HOW TO COMPLETE THIS TASK —
Print, without alteration, the lines that extend from the one holding "rough mask: <svg" to the final line of the listing below.
********************
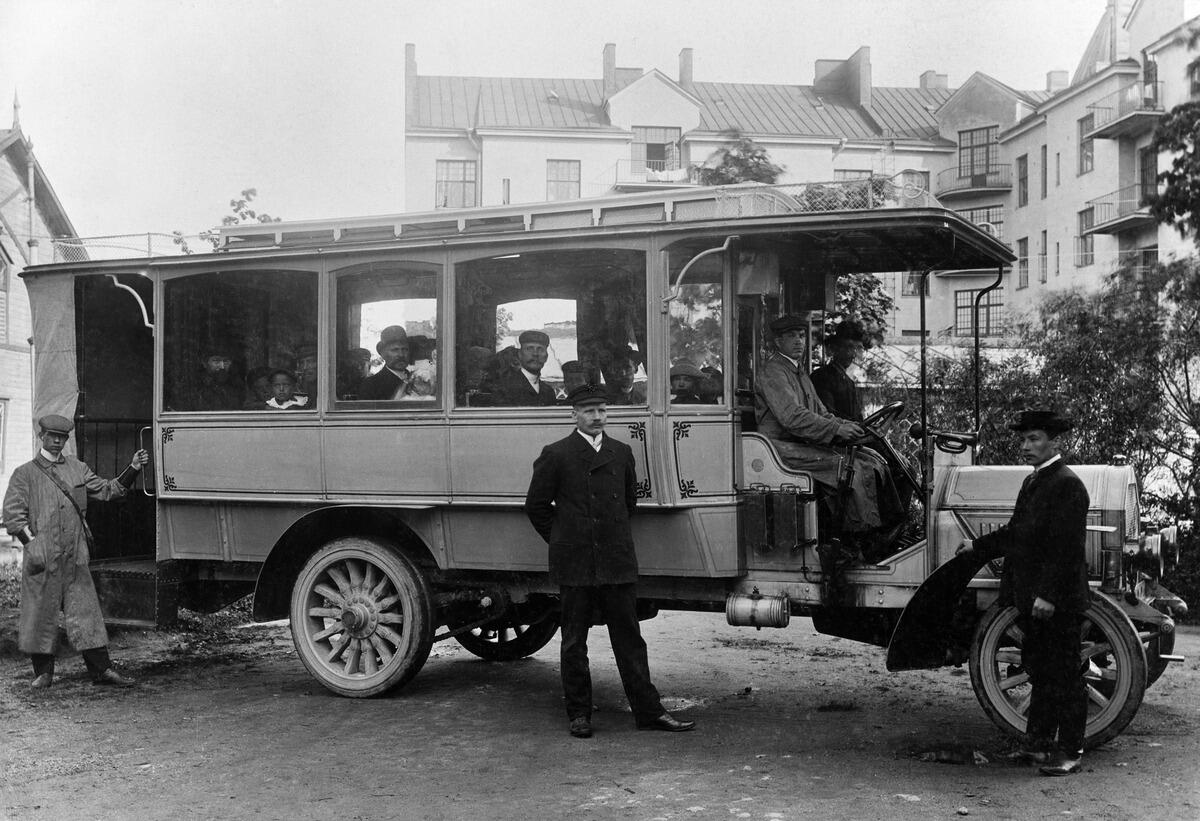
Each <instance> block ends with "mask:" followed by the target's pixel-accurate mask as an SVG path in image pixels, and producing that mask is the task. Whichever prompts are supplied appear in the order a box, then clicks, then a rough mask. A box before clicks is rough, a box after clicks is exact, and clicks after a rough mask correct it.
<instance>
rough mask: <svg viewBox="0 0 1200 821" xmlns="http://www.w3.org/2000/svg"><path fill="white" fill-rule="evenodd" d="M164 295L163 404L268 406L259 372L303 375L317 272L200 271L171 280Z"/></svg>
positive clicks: (181, 405)
mask: <svg viewBox="0 0 1200 821" xmlns="http://www.w3.org/2000/svg"><path fill="white" fill-rule="evenodd" d="M163 299H164V314H166V316H164V337H163V409H164V410H168V412H170V410H260V409H268V407H269V406H268V404H266V400H268V398H270V396H269V395H268V394H266V392H265V391H264V390H263V379H262V377H263V374H264V373H269V372H270V371H274V370H277V368H283V370H287V371H289V372H292V373H296V382H298V384H299V383H301V382H302V372H301V366H302V360H304V354H305V353H307V350H310V349H314V348H313V344H314V341H316V338H317V275H316V274H314V272H311V271H260V270H229V271H222V272H220V274H198V275H194V276H185V277H179V278H174V280H168V281H167V283H166V284H164V288H163ZM308 376H310V378H311V374H308ZM312 401H314V400H308V403H307V407H308V408H311V407H312Z"/></svg>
********************
RESPONSE TO THIS TASK —
rough mask: <svg viewBox="0 0 1200 821" xmlns="http://www.w3.org/2000/svg"><path fill="white" fill-rule="evenodd" d="M164 295L163 404L268 406L259 372L303 375L317 272L200 271L171 280Z"/></svg>
positive clicks: (181, 405)
mask: <svg viewBox="0 0 1200 821" xmlns="http://www.w3.org/2000/svg"><path fill="white" fill-rule="evenodd" d="M163 299H164V314H166V316H164V337H163V409H164V410H168V412H170V410H260V409H268V407H269V406H268V404H266V400H268V398H270V396H269V395H268V394H266V392H265V391H264V390H263V379H262V377H263V374H264V373H269V372H270V371H274V370H277V368H283V370H287V371H289V372H292V373H296V382H298V384H299V383H301V382H302V372H301V366H302V360H304V354H305V353H307V350H310V349H314V348H313V344H314V341H316V338H317V275H316V274H314V272H311V271H260V270H229V271H222V272H220V274H198V275H194V276H185V277H179V278H174V280H168V281H167V283H166V284H164V288H163ZM308 376H310V378H311V374H308ZM312 401H314V400H308V403H307V407H308V408H311V407H312Z"/></svg>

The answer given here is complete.